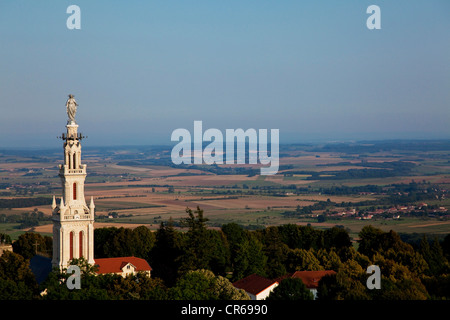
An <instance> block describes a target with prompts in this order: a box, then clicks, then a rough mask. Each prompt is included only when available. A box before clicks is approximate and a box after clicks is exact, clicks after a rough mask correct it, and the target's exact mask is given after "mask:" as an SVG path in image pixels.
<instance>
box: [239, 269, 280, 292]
mask: <svg viewBox="0 0 450 320" xmlns="http://www.w3.org/2000/svg"><path fill="white" fill-rule="evenodd" d="M274 283H278V282H277V281H275V280H269V279H267V278H264V277H261V276H258V275H257V274H251V275H249V276H248V277H245V278H243V279H241V280H238V281H236V282H234V283H233V286H235V287H236V288H238V289H243V290H245V291H247V292H249V293H251V294H254V295H257V294H258V293H260V292H262V291H264V290H265V289H267V288H268V287H270V286H271V285H273V284H274Z"/></svg>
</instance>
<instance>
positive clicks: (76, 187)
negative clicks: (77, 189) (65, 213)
mask: <svg viewBox="0 0 450 320" xmlns="http://www.w3.org/2000/svg"><path fill="white" fill-rule="evenodd" d="M72 189H73V200H77V183H76V182H74V183H73V188H72Z"/></svg>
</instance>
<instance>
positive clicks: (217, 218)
mask: <svg viewBox="0 0 450 320" xmlns="http://www.w3.org/2000/svg"><path fill="white" fill-rule="evenodd" d="M447 144H448V142H446V143H443V144H442V145H441V146H440V148H438V147H436V148H434V149H432V150H426V148H423V146H422V147H418V146H415V145H412V146H409V148H405V147H403V148H400V149H399V150H395V148H394V147H393V146H391V149H390V150H386V149H389V148H386V147H385V145H383V147H379V148H378V149H377V148H375V147H376V146H377V144H376V143H375V144H369V146H370V148H368V147H366V145H360V146H359V149H357V150H355V148H356V147H355V146H354V145H350V144H349V145H347V149H345V148H344V146H341V145H338V147H334V148H333V146H331V147H329V146H328V147H327V146H322V147H319V146H285V147H284V149H283V148H281V150H280V154H281V159H280V170H279V172H278V174H276V175H273V176H260V175H255V174H253V173H251V171H249V173H247V172H246V171H245V170H247V169H248V170H251V169H254V168H255V167H257V166H249V165H242V166H241V167H242V170H244V171H242V172H239V173H236V172H232V171H229V172H228V171H220V172H216V171H214V170H215V169H214V168H211V167H210V166H191V167H188V166H183V167H177V166H174V165H171V164H170V163H169V161H168V154H169V150H170V149H167V148H163V147H161V148H160V149H158V150H154V149H151V148H150V149H146V151H145V152H143V153H142V154H141V155H140V156H139V157H138V158H137V159H136V151H135V150H133V149H130V150H127V148H122V149H117V150H115V151H113V152H110V151H109V152H108V154H107V155H105V154H103V153H102V152H103V151H101V150H96V149H89V148H87V151H85V153H84V155H83V159H84V163H86V164H87V166H88V167H87V170H88V177H87V179H86V185H85V195H86V199H87V200H89V199H90V197H91V196H93V197H94V199H95V204H96V216H97V218H96V221H97V222H96V227H101V226H105V225H108V226H111V225H114V226H118V227H119V226H124V227H133V226H138V225H146V226H148V227H150V228H151V229H156V228H158V227H159V224H160V223H161V222H162V221H167V220H168V219H169V218H172V219H173V220H174V221H178V220H179V219H180V218H184V217H185V216H186V213H185V209H186V208H187V207H189V208H193V209H194V208H196V207H197V206H198V207H200V208H201V209H203V210H204V212H205V217H206V218H208V219H209V221H208V223H209V225H210V226H211V227H217V226H220V225H222V224H224V223H229V222H236V223H239V224H241V225H243V226H246V227H249V228H258V227H265V226H269V225H280V224H286V223H297V224H308V223H310V224H311V225H313V226H315V227H320V228H327V227H332V226H334V225H341V226H343V227H345V228H348V230H350V232H351V234H352V235H353V236H356V235H357V233H358V231H359V230H360V229H361V228H362V227H363V226H364V225H366V224H372V225H374V226H377V227H379V228H381V229H383V230H390V229H393V230H395V231H398V232H402V233H434V234H446V233H450V223H449V220H447V219H448V215H447V214H445V211H444V209H450V202H449V201H448V197H447V190H448V189H449V186H450V165H449V163H450V160H449V159H450V150H449V149H448V145H447ZM374 145H375V147H374ZM423 149H425V150H423ZM49 154H50V155H49ZM60 158H61V157H60V155H59V151H57V150H55V152H53V153H46V154H45V155H44V154H30V153H29V152H28V153H26V154H20V152H16V153H11V152H8V151H7V150H6V151H5V150H3V151H1V152H0V200H2V199H5V200H7V199H30V198H31V199H34V198H37V197H48V199H49V203H48V205H30V206H18V207H8V205H7V202H6V204H4V205H2V207H1V208H0V219H1V217H3V223H0V232H3V233H8V234H10V235H12V236H13V237H17V236H18V235H19V234H20V233H22V232H25V231H27V230H34V231H36V232H42V233H45V234H49V233H51V224H50V223H51V221H49V220H48V217H49V216H50V214H51V209H50V203H51V200H50V199H51V197H52V195H53V194H54V195H56V197H59V195H60V194H61V187H60V185H59V184H60V179H59V177H58V176H57V164H59V163H61V162H62V160H61V159H60ZM218 169H220V170H233V166H229V165H228V166H223V168H218ZM218 169H217V170H218ZM412 182H413V183H418V184H419V189H418V190H422V191H423V190H424V189H425V188H433V187H434V188H435V189H436V190H439V194H437V195H436V197H437V198H432V197H429V198H428V199H427V201H428V202H429V203H430V204H431V205H433V206H435V207H439V208H442V210H441V211H442V212H444V213H442V212H441V213H440V214H439V215H436V214H427V215H422V216H420V215H419V216H418V215H416V216H411V215H400V217H399V218H398V219H389V218H386V217H385V216H384V217H382V216H374V217H372V218H371V219H366V220H362V219H358V216H354V217H352V218H350V217H345V218H336V217H334V216H333V215H332V214H331V213H333V212H335V211H336V210H337V211H340V210H341V209H342V208H346V210H348V209H355V208H356V209H358V210H361V209H364V210H365V209H367V208H368V207H369V206H372V207H375V206H377V201H381V202H380V205H379V207H381V206H383V205H384V206H386V199H387V198H388V197H389V196H391V197H392V195H390V194H387V193H385V192H356V191H354V190H353V189H351V190H353V191H351V192H350V191H345V192H340V193H338V192H335V193H334V194H333V193H330V192H329V191H330V190H335V189H336V188H337V189H339V188H347V189H348V190H350V188H352V187H360V186H361V187H363V186H376V187H382V188H386V190H389V189H390V188H392V186H393V185H400V184H404V185H408V184H411V183H412ZM420 188H421V189H420ZM347 189H345V190H347ZM430 190H432V189H430ZM422 191H420V192H422ZM436 192H437V191H436ZM405 195H406V196H409V195H408V192H405ZM417 199H419V198H417ZM383 201H384V202H383ZM419 202H420V199H419V200H417V201H413V203H411V204H417V203H419ZM24 203H25V202H24ZM320 203H329V204H330V205H329V206H327V207H326V210H325V209H324V208H319V207H314V205H315V204H316V205H317V204H320ZM342 203H345V206H344V205H341V204H342ZM353 204H354V206H353ZM366 204H367V205H366ZM394 205H395V204H392V203H390V204H389V206H394ZM305 207H311V208H312V212H311V214H307V215H306V214H304V215H301V214H289V213H292V212H294V213H295V212H297V213H298V212H300V211H299V210H300V209H302V208H305ZM36 210H37V211H40V212H42V213H43V214H44V216H45V217H47V220H45V219H41V220H40V221H39V224H38V225H34V226H32V227H28V228H23V229H20V228H18V226H19V225H20V224H19V223H6V222H7V220H8V217H11V216H14V215H16V216H20V215H23V214H24V213H31V212H33V211H36ZM296 210H297V211H296ZM342 210H343V209H342ZM318 215H325V216H326V217H327V219H326V221H325V222H321V223H319V222H318V219H317V216H318ZM332 216H333V217H332ZM0 222H2V221H0Z"/></svg>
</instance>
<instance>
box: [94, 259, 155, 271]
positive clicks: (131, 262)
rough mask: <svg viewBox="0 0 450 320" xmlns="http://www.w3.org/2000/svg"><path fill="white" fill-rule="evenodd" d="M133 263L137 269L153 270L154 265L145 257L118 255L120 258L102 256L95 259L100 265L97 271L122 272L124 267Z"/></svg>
mask: <svg viewBox="0 0 450 320" xmlns="http://www.w3.org/2000/svg"><path fill="white" fill-rule="evenodd" d="M128 263H131V264H132V265H133V266H134V267H135V268H136V269H135V270H136V271H151V270H152V267H150V265H149V264H148V262H147V261H146V260H145V259H141V258H137V257H118V258H102V259H95V264H96V265H97V266H98V271H97V273H117V272H122V268H123V267H124V266H126V265H127V264H128Z"/></svg>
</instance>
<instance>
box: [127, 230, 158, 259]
mask: <svg viewBox="0 0 450 320" xmlns="http://www.w3.org/2000/svg"><path fill="white" fill-rule="evenodd" d="M132 237H133V243H134V247H133V252H132V253H133V255H134V256H135V257H139V258H143V259H148V257H149V254H150V251H151V250H152V248H153V246H154V245H155V240H156V237H155V234H154V233H153V232H152V231H150V229H149V228H147V227H146V226H139V227H137V228H135V229H133V231H132Z"/></svg>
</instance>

- WRITTEN TASK: Transcribe the lines above word for word, starting at the beginning of the records and ending at the line that contains "box: [239, 269, 280, 292]". Include both of those lines, and leave the pictures out of your answer.

- EXPECTED ANSWER:
An <instance> block describes a target with prompts in this order: a box, then clicks, then a rough mask. Each prompt is included only when available. A box before clicks is approximate and a box after clicks is exact, clicks after a rough mask correct it, and the target's exact mask is given after "mask:" as an SVG path in image pixels.
<instance>
box: [239, 269, 280, 292]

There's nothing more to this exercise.